-- Start of RECORDS SHOWN --

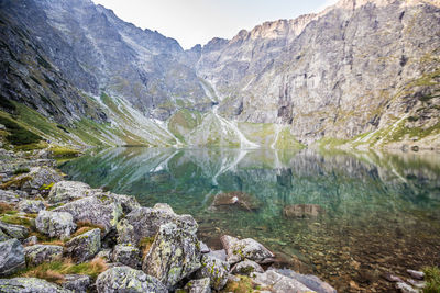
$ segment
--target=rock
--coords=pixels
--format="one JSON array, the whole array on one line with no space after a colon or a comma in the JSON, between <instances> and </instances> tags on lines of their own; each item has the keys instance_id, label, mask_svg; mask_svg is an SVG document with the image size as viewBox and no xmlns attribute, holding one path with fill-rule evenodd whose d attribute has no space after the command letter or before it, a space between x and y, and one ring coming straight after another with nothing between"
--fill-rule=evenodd
<instances>
[{"instance_id":1,"label":"rock","mask_svg":"<svg viewBox=\"0 0 440 293\"><path fill-rule=\"evenodd\" d=\"M114 267L98 275L98 293L167 293L168 290L154 277L130 267Z\"/></svg>"},{"instance_id":2,"label":"rock","mask_svg":"<svg viewBox=\"0 0 440 293\"><path fill-rule=\"evenodd\" d=\"M138 269L141 264L141 251L134 246L117 245L111 253L111 260Z\"/></svg>"},{"instance_id":3,"label":"rock","mask_svg":"<svg viewBox=\"0 0 440 293\"><path fill-rule=\"evenodd\" d=\"M285 293L285 292L316 292L307 288L301 282L287 278L283 274L275 272L274 270L268 270L264 273L255 272L252 274L255 283L264 288L271 288L274 293Z\"/></svg>"},{"instance_id":4,"label":"rock","mask_svg":"<svg viewBox=\"0 0 440 293\"><path fill-rule=\"evenodd\" d=\"M209 283L209 278L191 280L185 285L185 290L188 293L211 293Z\"/></svg>"},{"instance_id":5,"label":"rock","mask_svg":"<svg viewBox=\"0 0 440 293\"><path fill-rule=\"evenodd\" d=\"M65 244L64 253L76 262L84 262L94 258L101 248L101 230L92 229L72 238Z\"/></svg>"},{"instance_id":6,"label":"rock","mask_svg":"<svg viewBox=\"0 0 440 293\"><path fill-rule=\"evenodd\" d=\"M283 215L288 218L310 218L326 211L319 204L294 204L283 209Z\"/></svg>"},{"instance_id":7,"label":"rock","mask_svg":"<svg viewBox=\"0 0 440 293\"><path fill-rule=\"evenodd\" d=\"M72 293L54 283L37 278L0 279L3 293Z\"/></svg>"},{"instance_id":8,"label":"rock","mask_svg":"<svg viewBox=\"0 0 440 293\"><path fill-rule=\"evenodd\" d=\"M0 243L0 275L8 275L23 268L25 261L21 243L18 239Z\"/></svg>"},{"instance_id":9,"label":"rock","mask_svg":"<svg viewBox=\"0 0 440 293\"><path fill-rule=\"evenodd\" d=\"M46 206L42 201L32 201L32 200L24 200L21 201L18 205L18 210L24 213L38 213L42 210L45 210Z\"/></svg>"},{"instance_id":10,"label":"rock","mask_svg":"<svg viewBox=\"0 0 440 293\"><path fill-rule=\"evenodd\" d=\"M307 288L315 290L316 292L319 293L337 293L337 290L332 288L329 283L321 281L316 275L312 274L301 274L297 273L293 270L276 270L277 273L283 274L285 277L288 277L290 279L295 279L298 282L301 282L305 284Z\"/></svg>"},{"instance_id":11,"label":"rock","mask_svg":"<svg viewBox=\"0 0 440 293\"><path fill-rule=\"evenodd\" d=\"M28 266L38 266L63 257L63 246L33 245L24 248L24 257Z\"/></svg>"},{"instance_id":12,"label":"rock","mask_svg":"<svg viewBox=\"0 0 440 293\"><path fill-rule=\"evenodd\" d=\"M258 263L267 263L273 262L273 258L275 257L262 244L251 238L239 240L235 237L223 235L220 240L227 250L227 261L229 263L235 263L244 259L250 259Z\"/></svg>"},{"instance_id":13,"label":"rock","mask_svg":"<svg viewBox=\"0 0 440 293\"><path fill-rule=\"evenodd\" d=\"M174 223L178 228L197 232L197 223L190 215L177 215L170 207L160 210L141 207L132 211L118 223L118 243L139 245L145 237L154 237L161 225Z\"/></svg>"},{"instance_id":14,"label":"rock","mask_svg":"<svg viewBox=\"0 0 440 293\"><path fill-rule=\"evenodd\" d=\"M398 291L400 291L402 293L418 293L419 292L417 289L414 289L413 286L408 285L405 282L397 282L396 289Z\"/></svg>"},{"instance_id":15,"label":"rock","mask_svg":"<svg viewBox=\"0 0 440 293\"><path fill-rule=\"evenodd\" d=\"M3 232L3 234L8 235L9 238L16 238L20 240L26 238L29 235L29 229L26 227L21 225L8 224L1 221L0 221L0 229Z\"/></svg>"},{"instance_id":16,"label":"rock","mask_svg":"<svg viewBox=\"0 0 440 293\"><path fill-rule=\"evenodd\" d=\"M107 234L116 227L122 216L122 206L109 198L88 196L66 203L54 212L68 212L74 216L75 222L88 222L102 226Z\"/></svg>"},{"instance_id":17,"label":"rock","mask_svg":"<svg viewBox=\"0 0 440 293\"><path fill-rule=\"evenodd\" d=\"M88 292L91 278L86 274L65 274L63 288L73 292Z\"/></svg>"},{"instance_id":18,"label":"rock","mask_svg":"<svg viewBox=\"0 0 440 293\"><path fill-rule=\"evenodd\" d=\"M415 271L415 270L406 270L410 277L417 280L424 280L425 278L425 272L421 271Z\"/></svg>"},{"instance_id":19,"label":"rock","mask_svg":"<svg viewBox=\"0 0 440 293\"><path fill-rule=\"evenodd\" d=\"M244 261L235 263L231 269L234 274L250 275L252 272L264 272L263 268L255 261L245 259Z\"/></svg>"},{"instance_id":20,"label":"rock","mask_svg":"<svg viewBox=\"0 0 440 293\"><path fill-rule=\"evenodd\" d=\"M229 263L215 258L210 255L201 257L201 268L196 272L197 278L209 278L210 285L216 291L220 291L228 282Z\"/></svg>"},{"instance_id":21,"label":"rock","mask_svg":"<svg viewBox=\"0 0 440 293\"><path fill-rule=\"evenodd\" d=\"M23 240L24 246L36 245L37 243L38 243L38 238L36 236L31 236Z\"/></svg>"},{"instance_id":22,"label":"rock","mask_svg":"<svg viewBox=\"0 0 440 293\"><path fill-rule=\"evenodd\" d=\"M224 249L210 251L209 255L222 261L227 261L227 250Z\"/></svg>"},{"instance_id":23,"label":"rock","mask_svg":"<svg viewBox=\"0 0 440 293\"><path fill-rule=\"evenodd\" d=\"M95 191L86 183L77 181L59 181L52 187L47 201L52 204L66 203L92 195L94 193Z\"/></svg>"},{"instance_id":24,"label":"rock","mask_svg":"<svg viewBox=\"0 0 440 293\"><path fill-rule=\"evenodd\" d=\"M200 268L200 255L195 233L169 223L161 226L142 269L167 288L173 288Z\"/></svg>"},{"instance_id":25,"label":"rock","mask_svg":"<svg viewBox=\"0 0 440 293\"><path fill-rule=\"evenodd\" d=\"M66 212L40 211L35 225L41 233L62 239L68 238L76 229L74 217Z\"/></svg>"}]
</instances>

-- End of RECORDS SHOWN --

EXERCISE PROMPT: With the pictures omitted, reproduce the records in full and exactly.

TASK RESPONSE:
$ segment
--target=rock
--coords=pixels
--format="one JSON array, the whole array on one line with no space after a colon or a comma in the JSON, between <instances> and </instances> tags on lines of their own; each item has the keys instance_id, label, mask_svg; mask_svg is an SVG document with the image size as viewBox and no xmlns attribute, holding one path with fill-rule evenodd whose d attribute has no space after the command letter or before it, a space between x and y, and one ring coming straight after another with nothing between"
--fill-rule=evenodd
<instances>
[{"instance_id":1,"label":"rock","mask_svg":"<svg viewBox=\"0 0 440 293\"><path fill-rule=\"evenodd\" d=\"M114 267L98 275L98 293L167 293L168 290L154 277L130 267Z\"/></svg>"},{"instance_id":2,"label":"rock","mask_svg":"<svg viewBox=\"0 0 440 293\"><path fill-rule=\"evenodd\" d=\"M138 269L141 264L141 251L134 246L117 245L111 253L111 260Z\"/></svg>"},{"instance_id":3,"label":"rock","mask_svg":"<svg viewBox=\"0 0 440 293\"><path fill-rule=\"evenodd\" d=\"M285 293L285 292L316 292L307 288L301 282L287 278L283 274L275 272L274 270L268 270L264 273L255 272L252 274L255 283L264 288L271 288L274 293Z\"/></svg>"},{"instance_id":4,"label":"rock","mask_svg":"<svg viewBox=\"0 0 440 293\"><path fill-rule=\"evenodd\" d=\"M209 283L209 278L191 280L185 285L185 290L188 293L211 293Z\"/></svg>"},{"instance_id":5,"label":"rock","mask_svg":"<svg viewBox=\"0 0 440 293\"><path fill-rule=\"evenodd\" d=\"M65 244L64 253L76 262L84 262L94 258L101 248L101 230L92 229L72 238Z\"/></svg>"},{"instance_id":6,"label":"rock","mask_svg":"<svg viewBox=\"0 0 440 293\"><path fill-rule=\"evenodd\" d=\"M283 215L288 218L310 218L326 211L319 204L294 204L283 209Z\"/></svg>"},{"instance_id":7,"label":"rock","mask_svg":"<svg viewBox=\"0 0 440 293\"><path fill-rule=\"evenodd\" d=\"M72 293L54 283L37 278L0 279L3 293Z\"/></svg>"},{"instance_id":8,"label":"rock","mask_svg":"<svg viewBox=\"0 0 440 293\"><path fill-rule=\"evenodd\" d=\"M0 243L0 275L8 275L23 268L25 261L21 243L18 239Z\"/></svg>"},{"instance_id":9,"label":"rock","mask_svg":"<svg viewBox=\"0 0 440 293\"><path fill-rule=\"evenodd\" d=\"M46 206L42 201L32 201L32 200L24 200L21 201L18 205L18 210L24 213L38 213L42 210L45 210Z\"/></svg>"},{"instance_id":10,"label":"rock","mask_svg":"<svg viewBox=\"0 0 440 293\"><path fill-rule=\"evenodd\" d=\"M307 288L315 290L316 292L319 293L337 293L337 290L332 288L329 283L321 281L316 275L312 274L301 274L297 273L293 270L276 270L277 273L283 274L285 277L288 277L290 279L295 279L298 282L301 282L305 284Z\"/></svg>"},{"instance_id":11,"label":"rock","mask_svg":"<svg viewBox=\"0 0 440 293\"><path fill-rule=\"evenodd\" d=\"M28 266L38 266L63 257L63 246L33 245L24 248L24 257Z\"/></svg>"},{"instance_id":12,"label":"rock","mask_svg":"<svg viewBox=\"0 0 440 293\"><path fill-rule=\"evenodd\" d=\"M258 263L267 263L273 262L273 258L275 257L262 244L251 238L239 240L235 237L223 235L220 240L227 250L227 261L229 263L235 263L244 259L250 259Z\"/></svg>"},{"instance_id":13,"label":"rock","mask_svg":"<svg viewBox=\"0 0 440 293\"><path fill-rule=\"evenodd\" d=\"M174 223L178 228L197 232L197 223L190 215L177 215L170 207L160 210L141 207L132 211L118 223L118 243L139 245L145 237L154 237L161 225Z\"/></svg>"},{"instance_id":14,"label":"rock","mask_svg":"<svg viewBox=\"0 0 440 293\"><path fill-rule=\"evenodd\" d=\"M398 291L400 291L402 293L418 293L419 292L417 289L414 289L413 286L408 285L405 282L397 282L396 289Z\"/></svg>"},{"instance_id":15,"label":"rock","mask_svg":"<svg viewBox=\"0 0 440 293\"><path fill-rule=\"evenodd\" d=\"M3 232L3 234L8 235L9 238L16 238L20 240L26 238L29 235L29 229L26 227L21 225L8 224L1 221L0 221L0 229Z\"/></svg>"},{"instance_id":16,"label":"rock","mask_svg":"<svg viewBox=\"0 0 440 293\"><path fill-rule=\"evenodd\" d=\"M107 234L116 227L122 216L122 206L109 198L88 196L66 203L54 212L68 212L74 216L75 222L88 222L102 226Z\"/></svg>"},{"instance_id":17,"label":"rock","mask_svg":"<svg viewBox=\"0 0 440 293\"><path fill-rule=\"evenodd\" d=\"M88 292L91 278L86 274L65 274L63 288L73 292Z\"/></svg>"},{"instance_id":18,"label":"rock","mask_svg":"<svg viewBox=\"0 0 440 293\"><path fill-rule=\"evenodd\" d=\"M415 271L415 270L406 270L410 277L417 280L424 280L425 278L425 272L421 271Z\"/></svg>"},{"instance_id":19,"label":"rock","mask_svg":"<svg viewBox=\"0 0 440 293\"><path fill-rule=\"evenodd\" d=\"M244 261L235 263L231 269L234 274L250 275L252 272L264 272L263 268L255 261L245 259Z\"/></svg>"},{"instance_id":20,"label":"rock","mask_svg":"<svg viewBox=\"0 0 440 293\"><path fill-rule=\"evenodd\" d=\"M229 263L215 258L210 255L201 257L201 268L196 272L197 278L209 278L210 285L216 291L220 291L228 282Z\"/></svg>"},{"instance_id":21,"label":"rock","mask_svg":"<svg viewBox=\"0 0 440 293\"><path fill-rule=\"evenodd\" d=\"M23 240L24 246L36 245L37 243L38 243L38 238L36 236L31 236Z\"/></svg>"},{"instance_id":22,"label":"rock","mask_svg":"<svg viewBox=\"0 0 440 293\"><path fill-rule=\"evenodd\" d=\"M224 249L210 251L209 255L222 261L227 261L227 250Z\"/></svg>"},{"instance_id":23,"label":"rock","mask_svg":"<svg viewBox=\"0 0 440 293\"><path fill-rule=\"evenodd\" d=\"M95 191L86 183L77 181L59 181L52 187L47 201L52 204L66 203L92 195L94 193Z\"/></svg>"},{"instance_id":24,"label":"rock","mask_svg":"<svg viewBox=\"0 0 440 293\"><path fill-rule=\"evenodd\" d=\"M200 268L200 255L195 233L169 223L161 226L142 269L167 288L173 288Z\"/></svg>"},{"instance_id":25,"label":"rock","mask_svg":"<svg viewBox=\"0 0 440 293\"><path fill-rule=\"evenodd\" d=\"M66 212L40 211L35 225L41 233L62 239L68 238L76 229L74 217Z\"/></svg>"}]
</instances>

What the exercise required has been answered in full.